Set down the data again exactly. Pictures are not part of the copy.

• **INPUT FOR THIS TASK**
◇ ◇ ◇ ◇ ◇

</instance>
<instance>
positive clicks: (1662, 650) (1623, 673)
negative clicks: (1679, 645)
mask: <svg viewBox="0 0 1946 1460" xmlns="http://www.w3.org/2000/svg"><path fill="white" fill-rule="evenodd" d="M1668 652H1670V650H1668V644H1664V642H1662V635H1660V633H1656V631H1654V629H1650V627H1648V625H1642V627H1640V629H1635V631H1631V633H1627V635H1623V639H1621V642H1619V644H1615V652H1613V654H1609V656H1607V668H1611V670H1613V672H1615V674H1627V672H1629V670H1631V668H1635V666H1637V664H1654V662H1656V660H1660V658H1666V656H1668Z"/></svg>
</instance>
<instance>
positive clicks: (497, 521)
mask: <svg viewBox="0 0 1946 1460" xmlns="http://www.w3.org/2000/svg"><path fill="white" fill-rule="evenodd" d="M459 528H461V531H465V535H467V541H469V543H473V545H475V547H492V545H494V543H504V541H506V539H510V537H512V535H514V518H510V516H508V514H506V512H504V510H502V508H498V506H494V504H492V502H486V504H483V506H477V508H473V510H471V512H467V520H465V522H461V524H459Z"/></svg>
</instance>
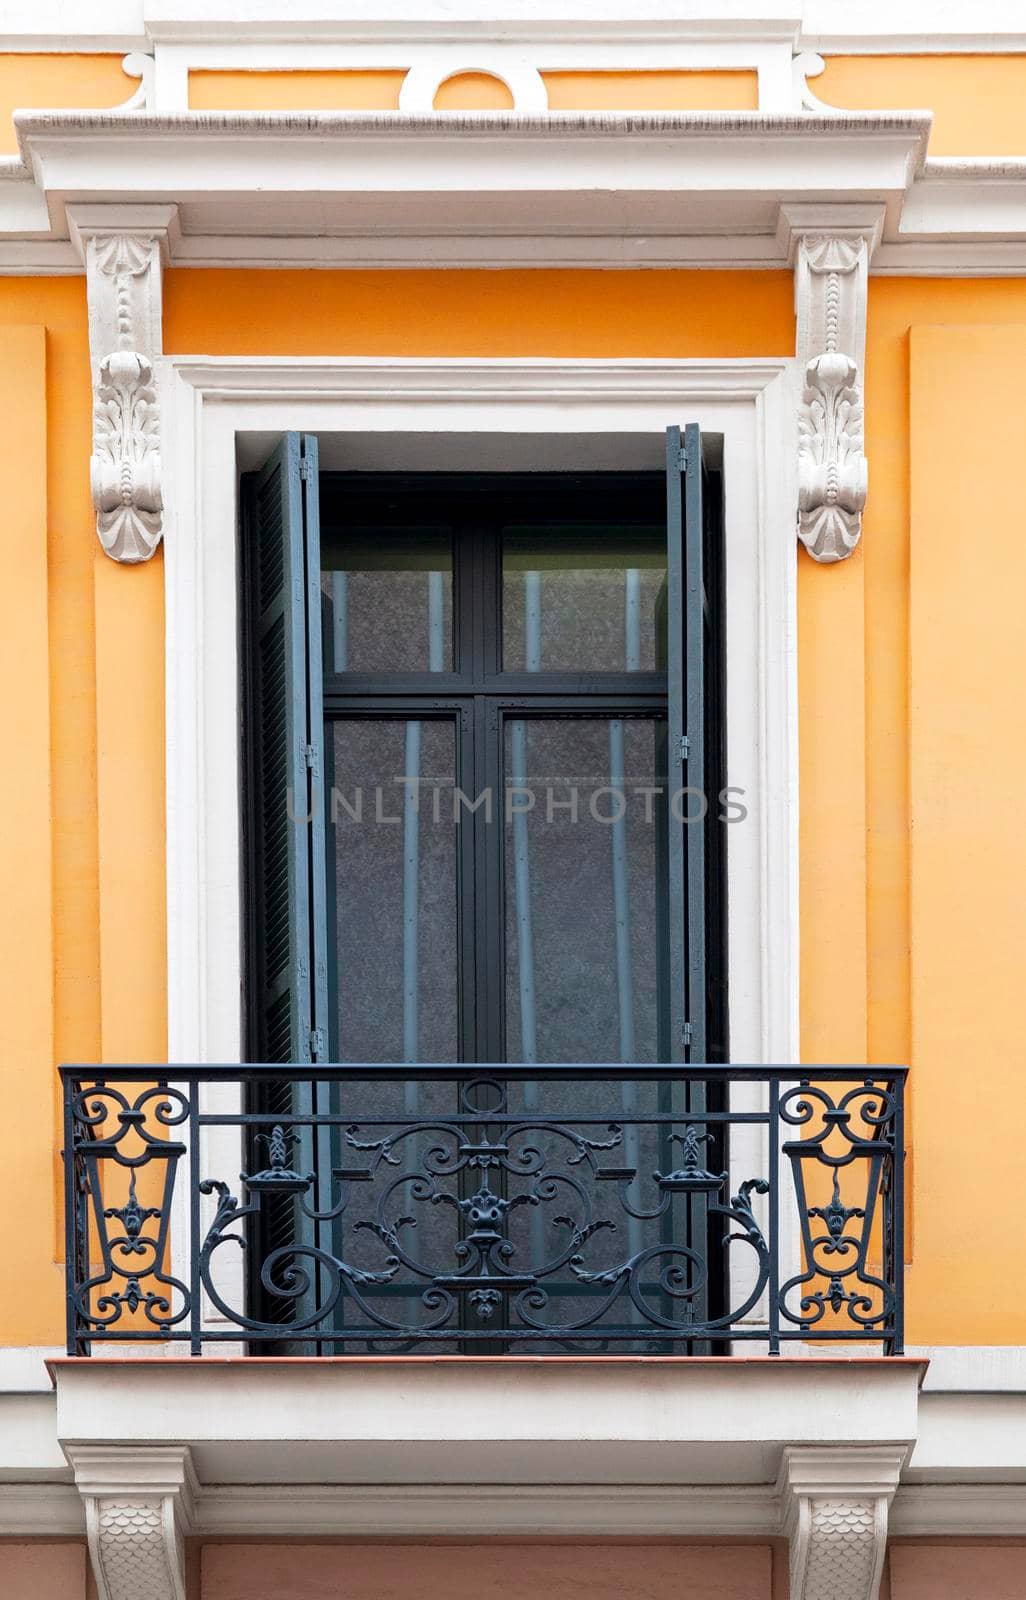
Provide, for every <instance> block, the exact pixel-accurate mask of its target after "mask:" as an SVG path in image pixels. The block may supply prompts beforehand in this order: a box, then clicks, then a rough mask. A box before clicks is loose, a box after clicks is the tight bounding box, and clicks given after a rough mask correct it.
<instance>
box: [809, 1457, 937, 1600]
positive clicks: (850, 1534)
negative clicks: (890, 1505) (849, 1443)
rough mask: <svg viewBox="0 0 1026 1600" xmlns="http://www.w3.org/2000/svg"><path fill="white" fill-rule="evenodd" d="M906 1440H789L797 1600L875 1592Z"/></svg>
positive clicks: (856, 1599) (833, 1598) (865, 1597)
mask: <svg viewBox="0 0 1026 1600" xmlns="http://www.w3.org/2000/svg"><path fill="white" fill-rule="evenodd" d="M904 1454H906V1451H904V1448H895V1446H890V1448H887V1446H863V1445H844V1446H812V1445H810V1446H791V1448H788V1450H784V1461H783V1467H781V1485H780V1490H781V1501H783V1515H784V1531H786V1534H788V1539H789V1541H791V1600H877V1595H879V1590H880V1574H882V1571H884V1555H885V1554H887V1515H888V1509H890V1502H892V1501H893V1498H895V1490H896V1488H898V1478H900V1475H901V1466H903V1461H904Z"/></svg>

◇ ◇ ◇ ◇ ◇

• **OUTPUT FOR THIS EXERCISE**
</instance>
<instance>
positive clicks: (1662, 650) (1623, 673)
negative clicks: (1679, 645)
mask: <svg viewBox="0 0 1946 1460" xmlns="http://www.w3.org/2000/svg"><path fill="white" fill-rule="evenodd" d="M1668 652H1670V650H1668V644H1664V642H1662V635H1660V633H1656V631H1654V629H1650V627H1648V625H1642V627H1640V629H1635V631H1631V633H1627V635H1623V639H1621V642H1619V644H1615V652H1613V654H1609V656H1607V668H1611V670H1613V672H1615V674H1627V672H1629V670H1631V668H1635V666H1637V664H1654V662H1656V660H1660V658H1666V656H1668Z"/></svg>
</instance>
<instance>
positive clicks: (497, 521)
mask: <svg viewBox="0 0 1946 1460" xmlns="http://www.w3.org/2000/svg"><path fill="white" fill-rule="evenodd" d="M459 528H461V531H465V535H467V541H469V543H473V545H475V547H492V545H494V543H504V541H506V539H510V537H512V535H514V518H510V516H508V514H506V512H504V510H502V508H498V506H494V504H492V502H486V504H483V506H477V508H473V510H471V512H467V520H465V522H461V524H459Z"/></svg>
</instance>
Provide, for every <instance> block, the exact pixel-accurate mask of its target after "mask:" as an SVG path in image pixels. The block may supply prompts beforehand in this order: a box, then clicks, then a rough mask. A box before clicks is loose, a box after clicks is the tight bounding box, and clicks given after a rough mask correct it.
<instance>
box: [809, 1457, 937, 1600]
positive clicks: (850, 1534)
negative clicks: (890, 1505) (849, 1443)
rough mask: <svg viewBox="0 0 1026 1600" xmlns="http://www.w3.org/2000/svg"><path fill="white" fill-rule="evenodd" d="M906 1440H789L797 1600L875 1592Z"/></svg>
positive clicks: (856, 1599) (833, 1598) (865, 1597)
mask: <svg viewBox="0 0 1026 1600" xmlns="http://www.w3.org/2000/svg"><path fill="white" fill-rule="evenodd" d="M904 1454H906V1451H904V1448H895V1446H890V1448H887V1446H863V1445H844V1446H812V1445H810V1446H791V1448H788V1450H784V1461H783V1467H781V1485H780V1490H781V1501H783V1515H784V1531H786V1534H788V1539H789V1541H791V1600H877V1595H879V1590H880V1574H882V1571H884V1555H885V1554H887V1515H888V1509H890V1502H892V1501H893V1498H895V1490H896V1488H898V1478H900V1475H901V1466H903V1461H904Z"/></svg>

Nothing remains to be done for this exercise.